• [Required task] Find each line in the entries below that contains the word "handle", and copy those lines.

• [Supplied material]
- - - - -

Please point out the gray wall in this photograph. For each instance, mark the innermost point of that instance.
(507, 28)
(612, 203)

- - - - -

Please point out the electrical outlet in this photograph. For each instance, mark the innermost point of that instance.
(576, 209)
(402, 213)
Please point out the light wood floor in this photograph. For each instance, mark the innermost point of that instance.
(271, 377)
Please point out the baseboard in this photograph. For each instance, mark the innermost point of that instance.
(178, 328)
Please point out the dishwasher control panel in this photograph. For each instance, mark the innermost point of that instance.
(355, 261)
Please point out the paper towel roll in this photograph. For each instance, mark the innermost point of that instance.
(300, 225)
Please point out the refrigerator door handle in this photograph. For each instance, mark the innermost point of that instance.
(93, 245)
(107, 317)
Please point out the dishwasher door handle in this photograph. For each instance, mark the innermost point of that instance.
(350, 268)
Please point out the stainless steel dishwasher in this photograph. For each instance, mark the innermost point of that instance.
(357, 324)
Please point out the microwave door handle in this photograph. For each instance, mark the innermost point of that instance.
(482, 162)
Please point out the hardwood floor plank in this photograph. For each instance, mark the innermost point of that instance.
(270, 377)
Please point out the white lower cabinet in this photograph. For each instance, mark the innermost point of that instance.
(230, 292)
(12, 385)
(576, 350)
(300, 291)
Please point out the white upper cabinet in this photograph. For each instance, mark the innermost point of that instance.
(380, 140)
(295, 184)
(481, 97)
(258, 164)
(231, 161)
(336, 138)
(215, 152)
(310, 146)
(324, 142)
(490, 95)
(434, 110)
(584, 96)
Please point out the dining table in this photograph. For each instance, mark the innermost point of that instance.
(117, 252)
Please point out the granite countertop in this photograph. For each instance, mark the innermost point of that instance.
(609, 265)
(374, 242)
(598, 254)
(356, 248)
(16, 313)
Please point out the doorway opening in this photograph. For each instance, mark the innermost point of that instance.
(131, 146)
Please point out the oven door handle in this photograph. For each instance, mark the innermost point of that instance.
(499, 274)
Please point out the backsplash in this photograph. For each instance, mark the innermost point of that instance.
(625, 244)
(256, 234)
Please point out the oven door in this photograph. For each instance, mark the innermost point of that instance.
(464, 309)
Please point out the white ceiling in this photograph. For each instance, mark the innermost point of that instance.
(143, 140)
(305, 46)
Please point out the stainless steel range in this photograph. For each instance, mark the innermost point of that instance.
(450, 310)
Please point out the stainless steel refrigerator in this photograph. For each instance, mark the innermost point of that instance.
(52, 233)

- - - - -

• [Response to the task]
Please point out the refrigerator door handle in this photograph. For each instance, mark the innermost point of that instance.
Please point out the dishwasher door handle in this photograph. For each instance, mark the innermost point of that instance.
Please point out the microwave door handle in this photograph. For each instance, mark the innermost point of that instance.
Please point out the oven door handle in this photograph. For each instance, mark the innermost point of that instance.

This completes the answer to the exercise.